Stored dataset items

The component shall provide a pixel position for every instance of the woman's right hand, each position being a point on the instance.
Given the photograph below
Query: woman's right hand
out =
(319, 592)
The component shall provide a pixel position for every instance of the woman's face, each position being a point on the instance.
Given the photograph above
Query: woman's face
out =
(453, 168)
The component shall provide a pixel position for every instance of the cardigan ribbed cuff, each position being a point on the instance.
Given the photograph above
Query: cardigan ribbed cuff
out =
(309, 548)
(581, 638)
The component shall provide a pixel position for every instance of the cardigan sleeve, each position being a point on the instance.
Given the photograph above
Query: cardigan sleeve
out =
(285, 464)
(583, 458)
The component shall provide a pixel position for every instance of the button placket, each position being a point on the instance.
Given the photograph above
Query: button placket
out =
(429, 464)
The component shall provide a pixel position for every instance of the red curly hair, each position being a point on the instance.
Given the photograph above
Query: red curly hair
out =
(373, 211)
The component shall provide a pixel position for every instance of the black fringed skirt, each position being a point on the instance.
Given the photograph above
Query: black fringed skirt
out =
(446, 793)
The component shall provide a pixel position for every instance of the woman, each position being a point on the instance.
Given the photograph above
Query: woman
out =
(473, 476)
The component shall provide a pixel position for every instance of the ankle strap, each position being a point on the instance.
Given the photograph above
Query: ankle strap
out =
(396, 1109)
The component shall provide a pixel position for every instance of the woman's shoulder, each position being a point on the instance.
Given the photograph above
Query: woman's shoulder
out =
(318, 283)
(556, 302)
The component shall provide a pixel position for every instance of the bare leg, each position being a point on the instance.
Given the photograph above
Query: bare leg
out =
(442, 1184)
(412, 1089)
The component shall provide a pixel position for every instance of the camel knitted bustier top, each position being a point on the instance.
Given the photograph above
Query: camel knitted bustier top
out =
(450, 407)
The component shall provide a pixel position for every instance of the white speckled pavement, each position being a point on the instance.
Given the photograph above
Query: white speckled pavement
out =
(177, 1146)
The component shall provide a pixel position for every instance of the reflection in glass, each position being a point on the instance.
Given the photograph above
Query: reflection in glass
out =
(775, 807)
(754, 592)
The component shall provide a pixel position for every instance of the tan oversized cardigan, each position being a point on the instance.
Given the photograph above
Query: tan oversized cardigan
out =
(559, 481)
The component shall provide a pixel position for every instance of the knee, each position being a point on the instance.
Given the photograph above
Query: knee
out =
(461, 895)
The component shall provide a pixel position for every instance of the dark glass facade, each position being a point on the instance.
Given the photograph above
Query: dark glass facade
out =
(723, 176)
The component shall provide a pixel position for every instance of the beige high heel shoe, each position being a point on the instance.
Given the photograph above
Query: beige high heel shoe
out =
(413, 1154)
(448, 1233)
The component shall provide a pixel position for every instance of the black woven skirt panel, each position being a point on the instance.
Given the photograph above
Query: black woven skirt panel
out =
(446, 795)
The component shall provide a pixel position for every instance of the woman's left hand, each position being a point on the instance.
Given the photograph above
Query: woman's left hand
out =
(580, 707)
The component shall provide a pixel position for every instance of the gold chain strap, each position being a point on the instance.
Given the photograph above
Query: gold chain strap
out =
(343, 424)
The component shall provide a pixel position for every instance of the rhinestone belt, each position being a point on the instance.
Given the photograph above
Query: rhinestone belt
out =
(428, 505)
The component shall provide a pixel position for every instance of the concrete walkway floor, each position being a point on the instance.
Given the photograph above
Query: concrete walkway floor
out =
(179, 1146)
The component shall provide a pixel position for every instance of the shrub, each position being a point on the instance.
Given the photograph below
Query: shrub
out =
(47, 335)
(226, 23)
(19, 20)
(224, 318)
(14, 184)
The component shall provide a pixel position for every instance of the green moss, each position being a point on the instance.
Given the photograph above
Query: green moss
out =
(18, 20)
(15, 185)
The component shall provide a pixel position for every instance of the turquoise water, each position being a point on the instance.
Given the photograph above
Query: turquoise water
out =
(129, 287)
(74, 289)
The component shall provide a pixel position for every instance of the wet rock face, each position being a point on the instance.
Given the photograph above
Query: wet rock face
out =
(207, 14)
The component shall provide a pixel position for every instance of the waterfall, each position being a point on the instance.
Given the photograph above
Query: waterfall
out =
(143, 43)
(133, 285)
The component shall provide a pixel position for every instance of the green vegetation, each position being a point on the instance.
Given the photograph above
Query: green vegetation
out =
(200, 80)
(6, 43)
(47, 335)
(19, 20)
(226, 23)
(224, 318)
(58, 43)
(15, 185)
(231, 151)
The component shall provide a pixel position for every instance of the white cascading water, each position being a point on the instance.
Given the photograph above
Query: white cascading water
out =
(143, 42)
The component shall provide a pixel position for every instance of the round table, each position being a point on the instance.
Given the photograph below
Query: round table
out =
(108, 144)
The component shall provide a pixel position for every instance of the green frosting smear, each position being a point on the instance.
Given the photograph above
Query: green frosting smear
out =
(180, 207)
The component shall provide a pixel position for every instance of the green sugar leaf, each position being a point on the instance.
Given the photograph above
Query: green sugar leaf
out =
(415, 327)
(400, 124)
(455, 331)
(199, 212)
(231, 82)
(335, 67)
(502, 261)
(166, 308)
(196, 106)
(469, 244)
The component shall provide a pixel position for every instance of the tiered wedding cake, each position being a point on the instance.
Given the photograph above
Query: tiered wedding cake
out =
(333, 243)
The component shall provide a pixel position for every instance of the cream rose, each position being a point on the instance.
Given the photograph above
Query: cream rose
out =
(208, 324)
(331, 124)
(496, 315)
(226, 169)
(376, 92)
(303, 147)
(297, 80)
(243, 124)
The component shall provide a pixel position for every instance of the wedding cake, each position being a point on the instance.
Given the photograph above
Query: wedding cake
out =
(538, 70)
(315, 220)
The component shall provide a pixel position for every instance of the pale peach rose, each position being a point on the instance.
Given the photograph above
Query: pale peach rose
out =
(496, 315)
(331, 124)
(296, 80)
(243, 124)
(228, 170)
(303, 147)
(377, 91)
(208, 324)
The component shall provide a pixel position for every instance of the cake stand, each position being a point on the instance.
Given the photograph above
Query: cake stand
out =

▶ _Assignment_
This exercise requires that all of the entries be repeated exactly.

▶ _Task response_
The component shall provide a pixel position for every instance of the woman's right hand, each position being a point on the instance.
Given the photograph below
Query: woman's right hand
out =
(319, 592)
The component shall provide a pixel position for every instance of the woman's face, each position being a point on the instance.
Given the photograph above
Query: woman's face
out =
(453, 168)
The component shall provide a pixel position for every instance of the cardigan ribbed cuff, each position being a point on the instance.
Given the photograph above
Query: cardigan ribbed cuff
out =
(309, 548)
(581, 638)
The component shall provide a pixel position for every instance of the cardigan sleeve, each position being a point on the instance.
Given the photograph above
Query: cardigan sleeve
out =
(285, 464)
(583, 458)
The component shall provide a pixel position for every instance of the button placket, each position being a point on the instance.
Given the photograph above
Query: button placket
out =
(429, 464)
The component shall provide a pixel position for every instance of the red curly hair, each position being a point on the instance.
Given the photograph above
Query: red curly hair
out =
(373, 211)
The component shall provide a pixel position for every instance of the black fringed skirt, each position being a point on the instance.
Given the photograph above
Query: black fringed skirt
out =
(446, 793)
The component shall provide a pixel position for every instance of the woman, each position being a point on the instance.
Given the photograph above
Query: woman
out =
(473, 476)
The component shall provide a pixel position for every instance of the ankle strap, each position being a point on the instance.
Given the photograph above
Query: ankle strap
out =
(396, 1109)
The component shall provide a pixel position for every instance of the woman's shoulder, each position being a point on the instance.
Given the photograph above
Query: woman's shoulder
out =
(318, 283)
(556, 302)
The component shall provide a pixel position for every instance of the bare leg, each position being a point on the instance.
Given the photograph above
Query: bare leg
out =
(442, 1184)
(412, 1089)
The component shall provide a pixel position for every instance of the camel knitted bustier top, each position being a point on the instance.
Given the photograph above
Query: camel knitted bustier top
out =
(450, 407)
The component shall provide a pixel position for every instance of the white speckled pavement, each position being a point on the instance.
Given the photograph above
Query: white speckled pavement
out =
(177, 1146)
The component shall provide a pixel position for every instance of the reflection in glass, each position being a point on the instance.
Given the photograph above
Query: reflection in glass
out =
(775, 807)
(754, 592)
The component shall provide a pixel position for every instance of the tan oversized cardigan, each position being a point on the instance.
Given the photograph above
Query: tan oversized cardigan
out =
(559, 481)
The component shall provide a pixel position for every instance of the knee, each position being a point on the instance.
Given the photograph above
Query: knee
out =
(461, 895)
The component shall provide a pixel position for every instance of the dark glass facade, each position being a point on the instance.
Given the photograph above
Query: dark glass facade
out =
(723, 176)
The component shall provide a pixel position for every instance of the beige high heel shoe, each position being a point on the instance.
Given the photograph above
Query: beige high heel shoe
out =
(413, 1154)
(448, 1233)
The component shall provide a pixel position for every instance of the black woven skirt panel, each position being a point on the instance.
Given the photograph above
Query: black woven skirt panel
out =
(446, 795)
The component shall provide a pixel position for every instance of the woman's left hand, each position being a point on the instance.
Given the photograph above
Query: woman's left hand
out =
(580, 707)
The component shall provide a pixel position for every instance of the gold chain strap, each position being a point on the instance.
Given the photograph above
Query: gold chain strap
out =
(343, 424)
The component shall provide a pixel position for every instance of the rhinestone belt, each position being a point on the instance.
Given the photograph above
Query: rhinestone belt
out =
(428, 505)
The component shall provide a pixel position for every instance of the concrete walkway floor, each position being a point on the instance.
Given the photograph above
Query: concrete walkway floor
out =
(179, 1146)
The component shall provide a pixel position for every instance of the shrub, each position being a point on the instance.
Given the photograph below
Query: shrub
out =
(47, 335)
(226, 23)
(19, 20)
(224, 318)
(14, 184)
The component shall provide a pixel position for every instance of the green moss, each position being a point on the instance.
Given the photograph above
Query: green moss
out =
(18, 20)
(15, 185)
The component shall provide a pixel position for every instance of the turquoise water, each position being a point on the instance.
Given the photograph above
Query: turquoise water
out =
(129, 287)
(74, 289)
The component shall provide a pixel position for every instance of the wet rock face, each position being a point on the instance.
Given the photograph above
Query: wet rock face
out =
(207, 14)
The component shall provide a pixel position for every instance of the waterfall, each position being a point on the instance.
Given the photograph above
Query: waterfall
out =
(143, 43)
(133, 285)
The component shall provide a pixel position for every instance of the green vegetation, each position being a point on the instance.
Given the photograph above
Query: green vegetation
out =
(200, 80)
(6, 43)
(47, 335)
(19, 20)
(226, 23)
(224, 318)
(58, 43)
(15, 185)
(231, 151)
The component shall provide a pixel position for every instance of the white cascading water, each position being a point on the instance.
Given the photograph above
Query: white cascading water
out =
(143, 42)
The component shall provide a pixel position for every instance of the round table, each position being a point on the instance.
Given the photograph below
Query: round table
out =
(108, 144)
The component shall provide a pixel position for every instance of the green frosting smear, each position being a point on the instance.
Given the photograph above
Query: green frosting smear
out =
(180, 207)
The component shall provide a pixel position for every instance of the green sugar leaf, each position being a point on the instance.
Given the photograph above
Query: green sugar leaf
out =
(415, 327)
(400, 124)
(455, 331)
(199, 212)
(231, 82)
(335, 67)
(502, 261)
(166, 308)
(196, 106)
(469, 244)
The component shall provide a pixel position for every instance of the tiered wedding cake, each position being a point on the instance.
Given the photograph above
Query: tiered wedding cake
out =
(333, 243)
The component shall provide a pixel position for every instance of the cream rose, each position being a point on the instance.
Given the photograph above
Query: cream rose
out =
(208, 324)
(331, 124)
(496, 315)
(226, 169)
(376, 92)
(303, 147)
(297, 80)
(243, 124)
The component shall provide a pixel position for every instance of the wedding cake, each position being a point on the instance.
Given the photograph above
Query: wedding cake
out =
(538, 70)
(315, 220)
The component shall provide a pixel position for every instance of the pale peach rose, each position being a point on the instance.
Given the photograph above
Query: pale peach rose
out =
(496, 315)
(331, 124)
(296, 80)
(243, 124)
(228, 170)
(303, 147)
(377, 91)
(208, 324)
The component shall provide a pixel position for every instance of the cake stand, each position being a point on the instance.
Given the photograph above
Query: cake stand
out =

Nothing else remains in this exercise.